§ Task statement
How many lines of the entries hold the string "background"? Reply with the number alone.

[Collection entries]
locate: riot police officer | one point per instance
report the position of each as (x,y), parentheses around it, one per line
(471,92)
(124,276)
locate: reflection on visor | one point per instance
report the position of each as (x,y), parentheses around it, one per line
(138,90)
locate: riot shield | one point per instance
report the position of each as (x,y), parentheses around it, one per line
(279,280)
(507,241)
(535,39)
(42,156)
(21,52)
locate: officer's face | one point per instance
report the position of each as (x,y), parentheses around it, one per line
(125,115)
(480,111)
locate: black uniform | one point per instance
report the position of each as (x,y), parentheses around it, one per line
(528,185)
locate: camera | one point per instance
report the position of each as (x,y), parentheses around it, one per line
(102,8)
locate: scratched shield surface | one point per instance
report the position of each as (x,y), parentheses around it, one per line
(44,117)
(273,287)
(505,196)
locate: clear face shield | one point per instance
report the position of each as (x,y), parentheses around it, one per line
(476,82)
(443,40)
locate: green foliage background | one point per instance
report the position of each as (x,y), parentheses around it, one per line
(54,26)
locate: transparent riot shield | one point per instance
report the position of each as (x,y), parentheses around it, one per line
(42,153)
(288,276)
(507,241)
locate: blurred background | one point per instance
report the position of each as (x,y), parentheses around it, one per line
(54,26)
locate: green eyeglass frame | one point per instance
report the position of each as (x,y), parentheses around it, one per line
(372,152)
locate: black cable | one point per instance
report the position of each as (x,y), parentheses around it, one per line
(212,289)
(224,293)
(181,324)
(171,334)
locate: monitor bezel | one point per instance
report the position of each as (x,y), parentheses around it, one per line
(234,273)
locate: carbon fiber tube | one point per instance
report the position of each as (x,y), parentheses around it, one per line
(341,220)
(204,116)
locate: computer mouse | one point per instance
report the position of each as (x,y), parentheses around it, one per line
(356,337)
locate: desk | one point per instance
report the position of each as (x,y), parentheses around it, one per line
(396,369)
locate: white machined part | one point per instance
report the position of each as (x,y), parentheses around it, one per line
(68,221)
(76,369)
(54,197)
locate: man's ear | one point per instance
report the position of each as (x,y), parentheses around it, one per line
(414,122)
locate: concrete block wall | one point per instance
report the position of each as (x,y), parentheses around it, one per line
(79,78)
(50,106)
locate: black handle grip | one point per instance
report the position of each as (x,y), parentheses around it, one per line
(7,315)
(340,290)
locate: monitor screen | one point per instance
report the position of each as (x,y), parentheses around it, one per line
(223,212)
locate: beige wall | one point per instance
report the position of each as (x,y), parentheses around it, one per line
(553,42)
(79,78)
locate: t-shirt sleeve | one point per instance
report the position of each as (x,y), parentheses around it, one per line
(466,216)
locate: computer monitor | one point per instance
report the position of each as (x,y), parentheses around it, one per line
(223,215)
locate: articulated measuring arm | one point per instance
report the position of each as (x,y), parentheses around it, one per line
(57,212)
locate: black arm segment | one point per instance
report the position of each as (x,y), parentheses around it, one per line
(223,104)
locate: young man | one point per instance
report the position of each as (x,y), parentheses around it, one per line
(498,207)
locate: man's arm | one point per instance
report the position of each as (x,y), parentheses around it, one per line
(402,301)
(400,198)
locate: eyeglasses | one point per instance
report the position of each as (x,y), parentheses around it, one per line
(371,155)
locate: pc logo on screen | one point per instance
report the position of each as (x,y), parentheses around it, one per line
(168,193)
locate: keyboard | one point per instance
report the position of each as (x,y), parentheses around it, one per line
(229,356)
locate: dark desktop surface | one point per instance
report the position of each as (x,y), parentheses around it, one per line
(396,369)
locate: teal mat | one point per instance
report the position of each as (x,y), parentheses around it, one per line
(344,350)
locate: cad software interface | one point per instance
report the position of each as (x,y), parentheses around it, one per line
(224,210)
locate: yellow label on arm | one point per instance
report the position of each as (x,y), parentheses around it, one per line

§ Response below
2